Tâches à faire:
1. Dans l'article sur la pénurie de logements à Montréal, relevez toutes les causes qui, selon le texte, aggravent cette pénurie.
2. Répondez à ces questions à l'aide de l'article sur la pénurie de logements à Montréal :
(a) Dans quel quartier la manifestation a-t-elle eu lieu ?
(b) Qui est la porte-parole du FRAPRU ?
(c) Combien de familles l'organisme a-t-il prises en charge à Gatineau ?
3. Prolongez l'article sur la pénurie de logements à Montréal à la suite de sa dernière phrase.

Texte fourni:
(Montréal) Une centaine de personnes ont manifesté sous la pluie samedi après-midi pour sonner l’alarme face à une pénurie de logements « sans précédent depuis 14 ans » à Montréal, à l’appel du Front d’action populaire en réaménagement urbain (FRAPRU).

Cette manifestation, qui s’est déroulée dans le quartier Côte-des-Neiges, a été précédée par un rassemblement familial que le FRAPRU a baptisé le « Grand Dîner des évincés » au parc Nelson-Mandela pour attirer l’attention sur la pénurie de logements à Montréal exacerbée par la transformation de logements en condos, la spéculation immobilière et l’accaparement de logements à des fins touristiques par Airbnb.

« Le constat, c’est que dans la dernière année, on a eu une baisse généralisée du taux d’inoccupation dans l’ensemble du Québec, mais la pénurie affecte davantage la grande région de Montréal et la ville de Gatineau », affirme Véronique Laflamme, porte-parole du FRAPRU.

À deux semaines de la grande journée des déménagements au Québec, le sort réservé aux locataires à faible revenu préoccupe au plus haut point le FRAPRU, qui fait état d’un taux d’inoccupation des logements de 1,9 % à Montréal et de 0,7 % à Gatineau où l’organisme a pris en charge cinq familles dans cette ville où les inondations et les tornades ont mis plus de pression sur les ménages locatifs.

Extrait des données:

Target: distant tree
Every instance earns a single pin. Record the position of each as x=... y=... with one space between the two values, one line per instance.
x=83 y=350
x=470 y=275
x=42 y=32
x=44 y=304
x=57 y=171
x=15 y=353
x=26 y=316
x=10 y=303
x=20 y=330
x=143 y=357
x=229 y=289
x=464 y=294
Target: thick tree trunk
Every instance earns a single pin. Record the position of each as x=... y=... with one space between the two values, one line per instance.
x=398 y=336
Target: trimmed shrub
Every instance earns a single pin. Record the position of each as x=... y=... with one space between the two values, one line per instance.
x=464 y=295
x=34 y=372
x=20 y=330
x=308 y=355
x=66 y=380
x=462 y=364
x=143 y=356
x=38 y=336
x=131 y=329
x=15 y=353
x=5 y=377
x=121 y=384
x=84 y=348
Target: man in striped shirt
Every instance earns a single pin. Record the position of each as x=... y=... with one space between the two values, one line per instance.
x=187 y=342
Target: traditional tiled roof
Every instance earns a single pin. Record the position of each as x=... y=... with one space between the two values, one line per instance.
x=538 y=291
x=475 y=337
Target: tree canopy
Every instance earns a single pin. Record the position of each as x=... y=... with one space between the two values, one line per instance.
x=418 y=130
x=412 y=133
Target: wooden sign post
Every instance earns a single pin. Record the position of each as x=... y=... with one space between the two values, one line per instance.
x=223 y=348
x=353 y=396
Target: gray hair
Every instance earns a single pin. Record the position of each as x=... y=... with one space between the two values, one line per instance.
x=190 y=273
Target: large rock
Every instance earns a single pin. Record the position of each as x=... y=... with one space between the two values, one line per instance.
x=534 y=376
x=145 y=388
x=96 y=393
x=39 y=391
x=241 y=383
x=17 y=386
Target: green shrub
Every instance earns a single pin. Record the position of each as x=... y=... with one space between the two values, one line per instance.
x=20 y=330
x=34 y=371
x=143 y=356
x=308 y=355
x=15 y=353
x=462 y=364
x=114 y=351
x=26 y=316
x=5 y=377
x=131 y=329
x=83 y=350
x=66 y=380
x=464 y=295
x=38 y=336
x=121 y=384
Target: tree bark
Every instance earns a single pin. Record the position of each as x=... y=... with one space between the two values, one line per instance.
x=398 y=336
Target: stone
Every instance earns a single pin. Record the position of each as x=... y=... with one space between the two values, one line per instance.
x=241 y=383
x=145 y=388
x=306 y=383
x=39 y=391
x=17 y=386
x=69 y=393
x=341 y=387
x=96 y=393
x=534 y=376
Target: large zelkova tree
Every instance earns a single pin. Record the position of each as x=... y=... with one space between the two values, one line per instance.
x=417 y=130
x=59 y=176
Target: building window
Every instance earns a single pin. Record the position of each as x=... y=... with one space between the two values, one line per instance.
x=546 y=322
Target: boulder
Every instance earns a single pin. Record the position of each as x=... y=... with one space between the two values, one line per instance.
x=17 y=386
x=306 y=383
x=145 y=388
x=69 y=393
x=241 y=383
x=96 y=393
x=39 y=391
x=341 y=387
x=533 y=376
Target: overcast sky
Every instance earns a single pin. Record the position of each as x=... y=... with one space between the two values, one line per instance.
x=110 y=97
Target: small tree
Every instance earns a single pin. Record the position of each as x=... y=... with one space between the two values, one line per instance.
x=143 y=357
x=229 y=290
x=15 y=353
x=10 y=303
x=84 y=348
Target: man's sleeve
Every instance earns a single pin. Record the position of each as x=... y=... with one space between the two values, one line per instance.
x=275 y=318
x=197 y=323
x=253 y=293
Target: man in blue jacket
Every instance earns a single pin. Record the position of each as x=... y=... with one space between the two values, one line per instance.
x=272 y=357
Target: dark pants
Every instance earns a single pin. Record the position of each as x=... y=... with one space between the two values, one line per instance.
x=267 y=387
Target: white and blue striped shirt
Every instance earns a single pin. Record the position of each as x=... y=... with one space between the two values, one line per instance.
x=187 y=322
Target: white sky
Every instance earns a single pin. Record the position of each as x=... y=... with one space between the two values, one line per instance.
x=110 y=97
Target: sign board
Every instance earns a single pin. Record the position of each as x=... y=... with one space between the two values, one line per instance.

Réponses dans l'ordre:
1.
- la transformation de logements en condos
- la spéculation immobilière
- l'accaparement de logements à des fins touristiques par Airbnb

2.
(a) Côte-des-Neiges
(b) Véronique Laflamme
(c) Cinq familles

3.
Dans la métropole, c’est 161 ménages qui ont fait appel au service d’aide au logement de l’Office municipal d’habitation de Montréal depuis janvier, dont une vingtaine de familles n’ont toujours pas trouvé de logement pour le 1er juillet, selon Mme Laflamme.

« C’est la pire pénurie de logements en 14 ans à Montréal et ça ce n’est pas moi qui le dit, ce sont les chiffres de la Société canadienne d’hypothèques et de logement (SCHL) », dit-elle en entrevue à La Presse canadienne.

Pourtant, la ministre des Affaires municipales et de l’Habitation, Andrée Laforest, indiquait le 31 mai dernier que « la situation du logement est actuellement bien contrôlée au Québec et les taux d’inoccupation n’ont rien de comparable à ceux enregistrés au début des années 2000. »

Ses propos ont été contredits dans les derniers jours par des organismes qui viennent en aide aux gens à faible revenu qui ont dressé un tout autre portrait, et au FRAPRU on n’hésite pas une seconde à parler d’une « crise du logement ».

« La ministre ne saisit pas la gravité de la situation dans les régions de Montréal et Gatineau, affirme Mme Laflamme qui déplore que la pénurie de logements ait fait monter le coût des loyers dans la dernière année. On parle de plus de 4 % de hausse, mais pour les plus grands logements, qui sont les plus rares, on a des hausses de loyer entre 6 % et 14 %, selon les quartiers. C’est énorme ! » dit-elle.

Selon le FRAPRU, 87 000 ménages locataires de Montréal dépensent plus de la moitié de leur revenu pour se loger. D’ailleurs, les manifestants ont revendiqué la construction de logements sociaux à la hauteur des besoins auprès des différents ordres de gouvernement, particulièrement auprès de Québec.

« On a l’impression que c’est la pénurie actuelle qui va finir par faire bouger ce gouvernement-là », affirme la porte-parole du FRAPRU qui écorche aussi au passage le précédent gouvernement libéral.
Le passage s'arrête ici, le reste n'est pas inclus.